PAGE EXTRACT
○ ○ ○

Wednesday Jan 21, 2009

Getting the right CTF

I just spent to long, way too long, working out why a system dump's CTF did not seem to match the source code or for that matter the assembler that had been generated.

When a Solaris release is released all the CTF is merged into the unix file. As updates are released any structures that change are not updated in the unix file (since the old definition may still be being used) so the CTF definition is held in the module in which they are defined.

So faced with a dump where I needed to look at the “conn_udp” element in “struct conn_s” mdb kept saying there was no element “conn_udp”:

> ::print -at conn_t conn_udp
mdb: failed to find member conn_udp of conn_t: no such member of structure or union

since the assembler made it abundantly clear that we were indeed using this element (I would show you the source but this is Solaris 10 and the source is very different from the OpenSolaris code). The thing to recall was that the structure is really defined in the “ip” module so to get the correct definition you need this:

> ::print -at ip`conn_t conn_udp
30 struct udp_s \*conn_udp 

This also effects dtrace as that is also a consumer of CTF (note this dtrace is entirely pointless):

# dtrace -n 'fbt::udp_bind:entry / ((conn_t \*)(args[0]->q_ptr))->conn_udp / { tot++ }'
dtrace: invalid probe specifier fbt::udp_bind:entry / ((conn_t \*)(args[0]->q_ptr))->conn_udp / { tot++ }: in predicate: conn_udp is not a member of struct conn_s

and again by getting the definition from the original module gets the right answer:

# dtrace -n 'fbt::udp_bind:entry / ((ip`conn_t \*)(args[0]->q_ptr))->conn_udp / { tot++ }'
dtrace: description 'fbt::udp_bind:entry ' matched 1 probe


Since “ip`conn_t” will always give the right answer even in the case where the merged CTF data is in unix and that is the current version it is best to understand where the object was declared.

○ ○ ○

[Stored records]
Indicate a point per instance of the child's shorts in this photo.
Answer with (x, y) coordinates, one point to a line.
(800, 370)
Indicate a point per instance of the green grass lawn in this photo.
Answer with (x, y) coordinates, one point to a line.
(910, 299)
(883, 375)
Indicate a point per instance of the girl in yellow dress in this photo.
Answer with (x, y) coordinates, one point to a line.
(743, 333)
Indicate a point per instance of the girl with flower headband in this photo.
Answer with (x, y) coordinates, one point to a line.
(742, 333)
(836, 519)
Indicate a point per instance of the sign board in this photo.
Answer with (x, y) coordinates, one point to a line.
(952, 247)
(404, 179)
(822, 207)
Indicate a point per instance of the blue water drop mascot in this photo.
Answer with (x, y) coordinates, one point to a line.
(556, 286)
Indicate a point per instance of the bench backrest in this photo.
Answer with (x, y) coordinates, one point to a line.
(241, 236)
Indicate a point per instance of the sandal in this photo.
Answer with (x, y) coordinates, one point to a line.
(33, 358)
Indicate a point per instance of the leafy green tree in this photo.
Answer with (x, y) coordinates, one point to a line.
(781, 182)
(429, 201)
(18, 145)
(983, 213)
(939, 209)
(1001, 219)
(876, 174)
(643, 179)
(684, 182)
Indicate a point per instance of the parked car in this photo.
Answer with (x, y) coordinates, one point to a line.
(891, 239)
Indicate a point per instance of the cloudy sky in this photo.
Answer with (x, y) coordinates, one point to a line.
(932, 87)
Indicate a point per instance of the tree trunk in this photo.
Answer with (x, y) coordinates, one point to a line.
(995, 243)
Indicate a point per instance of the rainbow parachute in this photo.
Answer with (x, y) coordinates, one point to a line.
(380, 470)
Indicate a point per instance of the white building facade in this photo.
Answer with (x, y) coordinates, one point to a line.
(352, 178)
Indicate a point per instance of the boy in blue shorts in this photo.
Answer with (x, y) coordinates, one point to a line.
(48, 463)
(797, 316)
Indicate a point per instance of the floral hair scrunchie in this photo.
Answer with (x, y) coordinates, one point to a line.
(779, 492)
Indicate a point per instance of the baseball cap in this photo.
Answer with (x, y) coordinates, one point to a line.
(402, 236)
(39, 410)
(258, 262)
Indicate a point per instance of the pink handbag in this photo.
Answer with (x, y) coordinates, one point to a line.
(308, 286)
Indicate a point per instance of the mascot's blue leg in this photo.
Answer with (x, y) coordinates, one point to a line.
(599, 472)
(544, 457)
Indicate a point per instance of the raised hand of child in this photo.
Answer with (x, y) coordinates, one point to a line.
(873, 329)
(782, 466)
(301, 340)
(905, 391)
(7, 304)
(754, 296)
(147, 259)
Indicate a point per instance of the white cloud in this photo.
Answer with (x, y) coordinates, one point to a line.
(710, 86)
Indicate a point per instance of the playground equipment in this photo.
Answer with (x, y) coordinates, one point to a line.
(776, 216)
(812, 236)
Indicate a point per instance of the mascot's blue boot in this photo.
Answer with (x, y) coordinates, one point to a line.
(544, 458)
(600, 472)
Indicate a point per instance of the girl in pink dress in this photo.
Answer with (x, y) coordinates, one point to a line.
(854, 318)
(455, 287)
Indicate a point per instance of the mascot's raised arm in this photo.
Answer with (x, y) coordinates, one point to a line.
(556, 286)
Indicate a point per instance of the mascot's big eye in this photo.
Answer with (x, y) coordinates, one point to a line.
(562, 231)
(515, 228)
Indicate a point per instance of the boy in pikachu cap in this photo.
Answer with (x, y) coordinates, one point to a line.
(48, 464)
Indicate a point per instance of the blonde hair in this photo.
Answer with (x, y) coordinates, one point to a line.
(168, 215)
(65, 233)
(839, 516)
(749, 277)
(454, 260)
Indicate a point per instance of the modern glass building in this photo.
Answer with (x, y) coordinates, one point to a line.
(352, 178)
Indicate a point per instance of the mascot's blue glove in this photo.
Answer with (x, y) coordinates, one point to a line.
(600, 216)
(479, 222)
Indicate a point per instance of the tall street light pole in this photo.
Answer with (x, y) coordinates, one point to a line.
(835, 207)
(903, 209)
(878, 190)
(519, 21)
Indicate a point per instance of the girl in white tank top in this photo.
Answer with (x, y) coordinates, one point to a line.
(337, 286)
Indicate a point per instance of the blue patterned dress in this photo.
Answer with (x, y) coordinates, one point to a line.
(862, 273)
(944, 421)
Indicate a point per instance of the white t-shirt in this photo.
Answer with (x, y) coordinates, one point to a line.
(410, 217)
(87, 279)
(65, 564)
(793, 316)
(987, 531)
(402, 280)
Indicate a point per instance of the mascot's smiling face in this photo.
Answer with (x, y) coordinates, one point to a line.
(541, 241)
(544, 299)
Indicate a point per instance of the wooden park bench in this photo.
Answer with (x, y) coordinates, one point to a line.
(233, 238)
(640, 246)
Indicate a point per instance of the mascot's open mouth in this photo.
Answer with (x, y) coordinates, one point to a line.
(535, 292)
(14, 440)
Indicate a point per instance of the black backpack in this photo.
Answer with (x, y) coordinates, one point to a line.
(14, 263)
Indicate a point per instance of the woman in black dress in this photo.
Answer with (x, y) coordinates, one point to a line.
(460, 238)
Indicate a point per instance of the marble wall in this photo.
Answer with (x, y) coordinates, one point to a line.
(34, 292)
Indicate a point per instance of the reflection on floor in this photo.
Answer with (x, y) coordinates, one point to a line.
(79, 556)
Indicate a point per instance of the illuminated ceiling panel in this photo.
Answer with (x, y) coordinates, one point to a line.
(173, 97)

○ ○ ○

WRITTEN TASKS
1) Reproduce the entire post on getting the right CTF, word for word.
2) In the stored listing, rewrite the lines from the one with "Indicate a point per instance of the marble" through the end of the listing, replacing "reflection on floor" with "floor reflection" and leaving everything else as it is.

ANSWERS BY TASK
1)
Wednesday Jan 21, 2009

Getting the right CTF

I just spent to long, way too long, working out why a system dump's CTF did not seem to match the source code or for that matter the assembler that had been generated.

When a Solaris release is released all the CTF is merged into the unix file. As updates are released any structures that change are not updated in the unix file (since the old definition may still be being used) so the CTF definition is held in the module in which they are defined.

So faced with a dump where I needed to look at the “conn_udp” element in “struct conn_s” mdb kept saying there was no element “conn_udp”:

> ::print -at conn_t conn_udp
mdb: failed to find member conn_udp of conn_t: no such member of structure or union

since the assembler made it abundantly clear that we were indeed using this element (I would show you the source but this is Solaris 10 and the source is very different from the OpenSolaris code). The thing to recall was that the structure is really defined in the “ip” module so to get the correct definition you need this:

> ::print -at ip`conn_t conn_udp
30 struct udp_s \*conn_udp 

This also effects dtrace as that is also a consumer of CTF (note this dtrace is entirely pointless):

# dtrace -n 'fbt::udp_bind:entry / ((conn_t \*)(args[0]->q_ptr))->conn_udp / { tot++ }'
dtrace: invalid probe specifier fbt::udp_bind:entry / ((conn_t \*)(args[0]->q_ptr))->conn_udp / { tot++ }: in predicate: conn_udp is not a member of struct conn_s

and again by getting the definition from the original module gets the right answer:

# dtrace -n 'fbt::udp_bind:entry / ((ip`conn_t \*)(args[0]->q_ptr))->conn_udp / { tot++ }'
dtrace: description 'fbt::udp_bind:entry ' matched 1 probe


Since “ip`conn_t” will always give the right answer even in the case where the merged CTF data is in unix and that is the current version it is best to understand where the object was declared.

2)
Indicate a point per instance of the marble wall in this photo.
Answer with (x, y) coordinates, one point to a line.
(34, 292)
Indicate a point per instance of the floor reflection in this photo.
Answer with (x, y) coordinates, one point to a line.
(79, 556)
Indicate a point per instance of the illuminated ceiling panel in this photo.
Answer with (x, y) coordinates, one point to a line.
(173, 97)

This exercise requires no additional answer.